He also loves to dance but he’ll only dance with his friends. He’ll never dance in front of me or the family. The only time I saw him dancing was at a school event when one of the teachers had recorded him.
He loves good food and enjoys cooking. He’s empathetic towards others, he’s kind, he’s funny and he loves to play practical jokes on people.
He’s also especially gifted at calendar counting. Give him any date and he’ll tell you exactly what day of the week it is. It doesn’t matter if it’s one week away or six months down the line, he gets it right every single time. I ask him how he does this and he answers “I don’t know, I just do it.”
I don’t know if this talent can be attributed solely to his autism. I’d much rather think the intertwined laces of his distinctive self are carefully and beautifully woven together to make him this special and unique human being that he is.
And part of him IS his autism, but it isn’t all of him.
For anyone on the outside looking in, one may not think that my son has a disability. “He doesn’t look autistic”. I’ve heard this comment many times when he was younger. I talk about that here. I’m not even sure what “look” autism would have anyway. We are all so very different in our own exceptional way, with or without autism.
But even though my child may not visibly look like he has a disability, he most certainly does and I have had to defend his diagnosis on more than one occasion.
I have had to defend it to strangers who looked at us in disgust and with contempt every time my son had a meltdown in public.
I have had to defend it to local health centers and government agencies every time I requested financial assistance for therapy, respite other services. I did this every time I had to fill out a form asking me to detail the severity of his disability and why I believe my son needed this aide.
I’ve had to defend it to the many people who were quick to judge me, labeling me as a bad parent and with hurtful remarks like “oh, he’s soooo spoiled!”
I must continue to defend his diagnosis and be his advocate because at this moment, he cannot do it for himself.
I must continue to defend his diagnosis as he ages out of school and into society and hopefully into the workplace because at this moment, he isn’t fully independent.
I must continue to defend his diagnosis with potential employers and educate them that autistic people think and work differently.
I must continue to defend his diagnosis by educating and sensitizing society that autistic people have equal rights and whether their disability is visible or not, they’re still entitled to access the same employment opportunities and resources as everybody else.

*WHAT THE TASK ASKS*
In the essay about the writer's autistic son, what can the son tell you when given any date? The rows that come next aren't needed for this.

*DATA LISTING*
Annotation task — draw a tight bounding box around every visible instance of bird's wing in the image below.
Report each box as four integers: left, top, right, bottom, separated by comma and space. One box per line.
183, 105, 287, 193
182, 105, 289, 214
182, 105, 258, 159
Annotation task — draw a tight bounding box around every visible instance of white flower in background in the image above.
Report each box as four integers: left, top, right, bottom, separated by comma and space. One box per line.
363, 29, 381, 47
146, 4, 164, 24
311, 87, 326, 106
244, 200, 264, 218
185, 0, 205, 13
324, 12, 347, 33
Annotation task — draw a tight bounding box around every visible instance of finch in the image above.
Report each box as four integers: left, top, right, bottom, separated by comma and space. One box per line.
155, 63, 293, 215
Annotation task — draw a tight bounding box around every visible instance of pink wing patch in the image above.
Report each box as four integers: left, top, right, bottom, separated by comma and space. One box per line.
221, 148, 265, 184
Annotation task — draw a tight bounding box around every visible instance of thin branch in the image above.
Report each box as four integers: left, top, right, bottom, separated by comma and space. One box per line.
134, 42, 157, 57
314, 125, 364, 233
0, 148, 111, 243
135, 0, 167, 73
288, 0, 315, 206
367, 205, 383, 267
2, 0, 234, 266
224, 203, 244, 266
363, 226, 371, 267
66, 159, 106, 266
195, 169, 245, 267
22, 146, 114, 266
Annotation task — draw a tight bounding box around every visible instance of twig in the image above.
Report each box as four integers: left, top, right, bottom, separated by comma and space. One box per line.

*RESPONSE BELOW*
He can tell you exactly what day of the week it is.